### Stated exercise
Extract the final stretch of the data: the line that contains "I would be grateful if you could tag the trailer" and every line after it, unaltered, and no other lines.

[Point annotations for photos]
○ ○ ○ ○

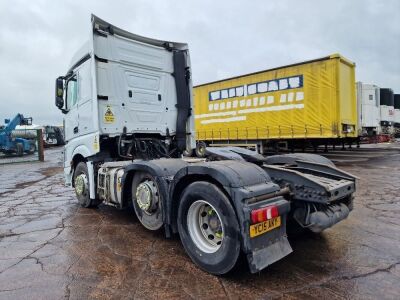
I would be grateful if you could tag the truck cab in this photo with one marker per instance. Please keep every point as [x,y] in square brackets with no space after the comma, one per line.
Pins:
[127,102]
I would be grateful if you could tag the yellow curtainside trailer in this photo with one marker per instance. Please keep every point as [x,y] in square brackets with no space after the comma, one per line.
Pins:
[310,100]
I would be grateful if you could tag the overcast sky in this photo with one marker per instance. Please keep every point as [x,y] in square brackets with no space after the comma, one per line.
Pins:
[226,38]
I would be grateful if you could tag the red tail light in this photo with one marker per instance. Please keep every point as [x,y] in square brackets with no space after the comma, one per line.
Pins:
[264,214]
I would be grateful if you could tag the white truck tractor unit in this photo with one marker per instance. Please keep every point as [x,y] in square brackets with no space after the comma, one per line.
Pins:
[127,102]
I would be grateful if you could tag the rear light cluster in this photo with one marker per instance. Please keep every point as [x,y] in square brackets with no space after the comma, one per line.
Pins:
[264,214]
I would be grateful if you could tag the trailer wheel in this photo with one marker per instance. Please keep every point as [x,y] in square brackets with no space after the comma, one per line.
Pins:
[147,201]
[20,149]
[82,188]
[208,228]
[201,149]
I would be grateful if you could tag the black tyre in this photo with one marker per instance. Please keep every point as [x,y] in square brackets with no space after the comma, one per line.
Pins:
[208,228]
[82,188]
[201,149]
[19,149]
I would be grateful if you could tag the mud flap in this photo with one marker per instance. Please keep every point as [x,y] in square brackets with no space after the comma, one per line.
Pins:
[262,258]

○ ○ ○ ○

### Full answer
I would be grateful if you could tag the trailer wheel in this photo with one marker per instance. Please keep every point as [x,y] in square brackets with no space after the comma, one per line.
Pins:
[147,201]
[20,149]
[82,188]
[208,228]
[201,149]
I would be grateful if you could tag the black tyre in this photo with one marker per instance. Please keep every point as [x,y] in square brackets with no space after the comma, one per line.
Pins:
[208,228]
[82,188]
[201,149]
[19,149]
I would be grateful if you could tag the mud flap in this photo with one marker per instance. Please keep every point as [x,y] in square brackets with no space after the comma, one per line.
Pins:
[262,258]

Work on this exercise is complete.